Data for the task: Begin

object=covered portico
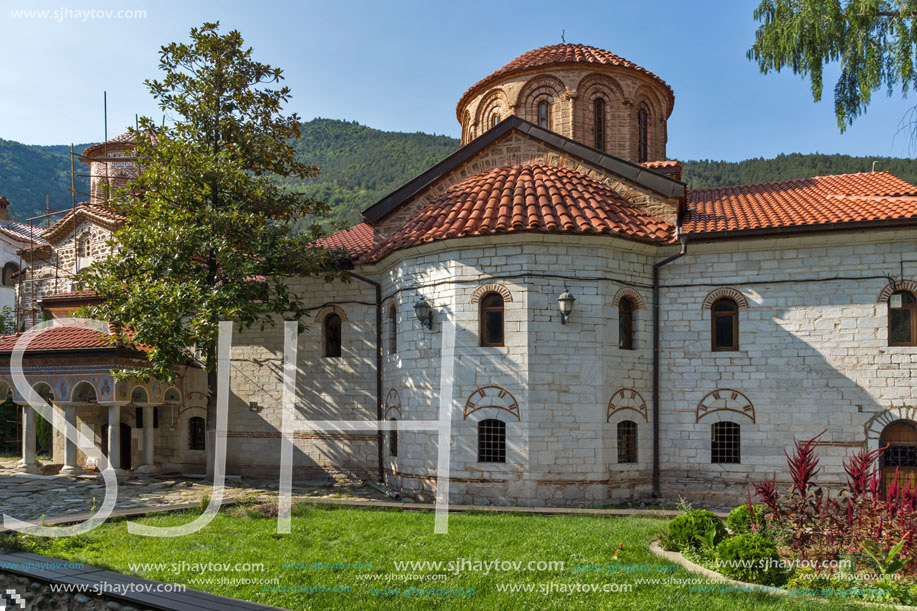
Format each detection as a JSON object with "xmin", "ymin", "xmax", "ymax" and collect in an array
[{"xmin": 0, "ymin": 329, "xmax": 197, "ymax": 478}]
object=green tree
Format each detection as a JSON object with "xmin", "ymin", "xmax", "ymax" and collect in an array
[
  {"xmin": 0, "ymin": 307, "xmax": 16, "ymax": 336},
  {"xmin": 748, "ymin": 0, "xmax": 917, "ymax": 132},
  {"xmin": 84, "ymin": 22, "xmax": 344, "ymax": 474}
]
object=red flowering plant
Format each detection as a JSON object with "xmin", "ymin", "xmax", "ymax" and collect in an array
[{"xmin": 753, "ymin": 431, "xmax": 917, "ymax": 580}]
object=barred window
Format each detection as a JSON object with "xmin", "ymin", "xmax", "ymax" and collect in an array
[
  {"xmin": 711, "ymin": 422, "xmax": 740, "ymax": 464},
  {"xmin": 617, "ymin": 420, "xmax": 637, "ymax": 463},
  {"xmin": 478, "ymin": 419, "xmax": 506, "ymax": 463},
  {"xmin": 389, "ymin": 418, "xmax": 398, "ymax": 457},
  {"xmin": 188, "ymin": 416, "xmax": 206, "ymax": 451},
  {"xmin": 324, "ymin": 313, "xmax": 342, "ymax": 358}
]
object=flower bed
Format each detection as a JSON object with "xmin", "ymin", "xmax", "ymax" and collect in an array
[{"xmin": 659, "ymin": 432, "xmax": 917, "ymax": 606}]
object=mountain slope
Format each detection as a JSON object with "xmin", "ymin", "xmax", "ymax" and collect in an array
[{"xmin": 1, "ymin": 119, "xmax": 916, "ymax": 226}]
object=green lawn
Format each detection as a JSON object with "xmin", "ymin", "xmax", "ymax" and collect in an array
[{"xmin": 0, "ymin": 504, "xmax": 872, "ymax": 610}]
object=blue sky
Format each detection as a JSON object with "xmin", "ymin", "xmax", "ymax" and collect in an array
[{"xmin": 2, "ymin": 0, "xmax": 914, "ymax": 162}]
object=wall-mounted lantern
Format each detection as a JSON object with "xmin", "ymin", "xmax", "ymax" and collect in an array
[
  {"xmin": 249, "ymin": 401, "xmax": 262, "ymax": 413},
  {"xmin": 558, "ymin": 287, "xmax": 575, "ymax": 324},
  {"xmin": 414, "ymin": 297, "xmax": 433, "ymax": 330}
]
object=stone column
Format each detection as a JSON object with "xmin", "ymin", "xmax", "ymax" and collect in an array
[
  {"xmin": 135, "ymin": 405, "xmax": 159, "ymax": 474},
  {"xmin": 16, "ymin": 403, "xmax": 41, "ymax": 474},
  {"xmin": 58, "ymin": 403, "xmax": 83, "ymax": 476},
  {"xmin": 105, "ymin": 403, "xmax": 127, "ymax": 479}
]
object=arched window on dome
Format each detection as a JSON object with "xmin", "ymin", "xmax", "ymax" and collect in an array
[
  {"xmin": 637, "ymin": 107, "xmax": 649, "ymax": 163},
  {"xmin": 538, "ymin": 100, "xmax": 551, "ymax": 129},
  {"xmin": 594, "ymin": 98, "xmax": 606, "ymax": 151},
  {"xmin": 491, "ymin": 112, "xmax": 500, "ymax": 128}
]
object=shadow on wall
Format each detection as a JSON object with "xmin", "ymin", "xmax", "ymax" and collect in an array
[{"xmin": 662, "ymin": 279, "xmax": 908, "ymax": 503}]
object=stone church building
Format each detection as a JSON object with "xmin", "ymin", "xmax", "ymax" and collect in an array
[{"xmin": 2, "ymin": 43, "xmax": 917, "ymax": 506}]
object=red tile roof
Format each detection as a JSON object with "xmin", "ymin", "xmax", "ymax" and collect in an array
[
  {"xmin": 684, "ymin": 171, "xmax": 917, "ymax": 234},
  {"xmin": 41, "ymin": 202, "xmax": 125, "ymax": 244},
  {"xmin": 316, "ymin": 223, "xmax": 374, "ymax": 256},
  {"xmin": 457, "ymin": 44, "xmax": 673, "ymax": 119},
  {"xmin": 641, "ymin": 160, "xmax": 682, "ymax": 170},
  {"xmin": 40, "ymin": 290, "xmax": 101, "ymax": 301},
  {"xmin": 363, "ymin": 164, "xmax": 675, "ymax": 262},
  {"xmin": 0, "ymin": 325, "xmax": 118, "ymax": 352},
  {"xmin": 82, "ymin": 131, "xmax": 152, "ymax": 158}
]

Data for the task: End

# [What you need to do]
Note down each line above where the word "window" occurs.

# [Result of this exercise]
object=barred window
object=arched window on dome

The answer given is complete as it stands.